If you haven't already checkout the Linux mainline repository, you can do so and then build kernel and perf tool:

git clone git://git.kernel.org/pub/scm/linux/kernel/git/torvalds/linux.git linux
cd linux
make -j3 all
cd tools/perf
make

Note: The perf command can be built without building the kernel in the repo and can be run on older kernels. However matching the kernel and perf revisions gives more accurate information on the subsystem usage.

The following image shows the “make perf” output:

How to use the perf command?

Let’s look at perf tool usage and options now that we successfully built lt. The following image shows the perf command usage and options.

perf stat

The perf stat command generates a report of various hardware and software events. It does so with the help of hardware counter registers found in modern CPUs that keep the count of these activities. The following image shows ./perf stat run on cal command.

Activity ->
Decide whether each statement agrees with the passage on building and using perf, answering yes or no and quoting the words that settle it.
1. The perf command can only be built after the kernel in the repo has been built.
2. Using matching kernel and perf revisions gives more accurate information on subsystem usage.
3. The perf stat command depends on hardware counter registers found in modern CPUs.
The material after this text is not needed.

Data for analysis ->
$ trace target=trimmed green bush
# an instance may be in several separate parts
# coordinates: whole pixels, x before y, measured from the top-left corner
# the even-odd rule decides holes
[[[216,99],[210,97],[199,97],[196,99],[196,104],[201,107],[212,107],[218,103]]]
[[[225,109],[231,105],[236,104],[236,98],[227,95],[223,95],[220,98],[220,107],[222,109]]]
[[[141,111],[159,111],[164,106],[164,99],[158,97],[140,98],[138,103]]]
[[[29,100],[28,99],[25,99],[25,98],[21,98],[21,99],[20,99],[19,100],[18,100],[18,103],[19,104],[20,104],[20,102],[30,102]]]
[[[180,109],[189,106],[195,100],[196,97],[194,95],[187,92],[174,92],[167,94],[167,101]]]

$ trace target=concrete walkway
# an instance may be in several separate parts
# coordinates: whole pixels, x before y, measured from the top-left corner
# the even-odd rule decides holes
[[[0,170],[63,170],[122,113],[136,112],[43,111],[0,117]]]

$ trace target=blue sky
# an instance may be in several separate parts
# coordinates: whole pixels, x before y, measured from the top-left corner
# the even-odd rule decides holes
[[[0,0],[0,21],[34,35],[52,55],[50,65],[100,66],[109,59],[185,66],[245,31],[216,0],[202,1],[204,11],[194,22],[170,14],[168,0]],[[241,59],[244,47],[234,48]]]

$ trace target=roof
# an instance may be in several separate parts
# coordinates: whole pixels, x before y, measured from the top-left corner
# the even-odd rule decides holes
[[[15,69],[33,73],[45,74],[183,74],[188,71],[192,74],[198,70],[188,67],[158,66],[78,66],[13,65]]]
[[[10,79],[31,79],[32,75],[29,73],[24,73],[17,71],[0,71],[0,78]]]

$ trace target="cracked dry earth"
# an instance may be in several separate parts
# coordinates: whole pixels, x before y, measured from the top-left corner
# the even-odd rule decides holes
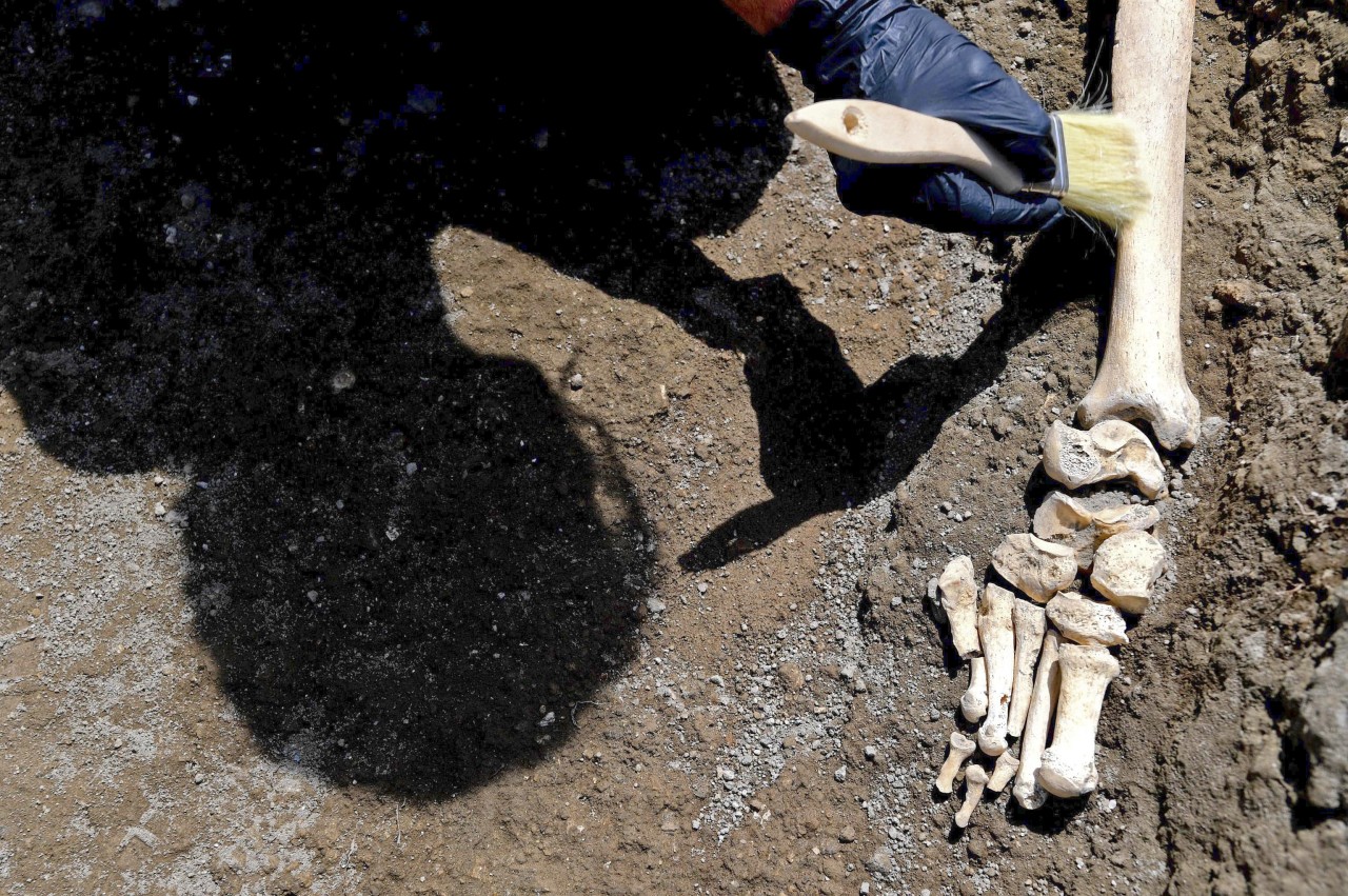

Final answer ->
1. No: "The perf command can be built without building the kernel in the repo"
2. Yes: "matching the kernel and perf revisions gives more accurate information on the subsystem usage"
3. Yes: "with the help of hardware counter registers found in modern CPUs"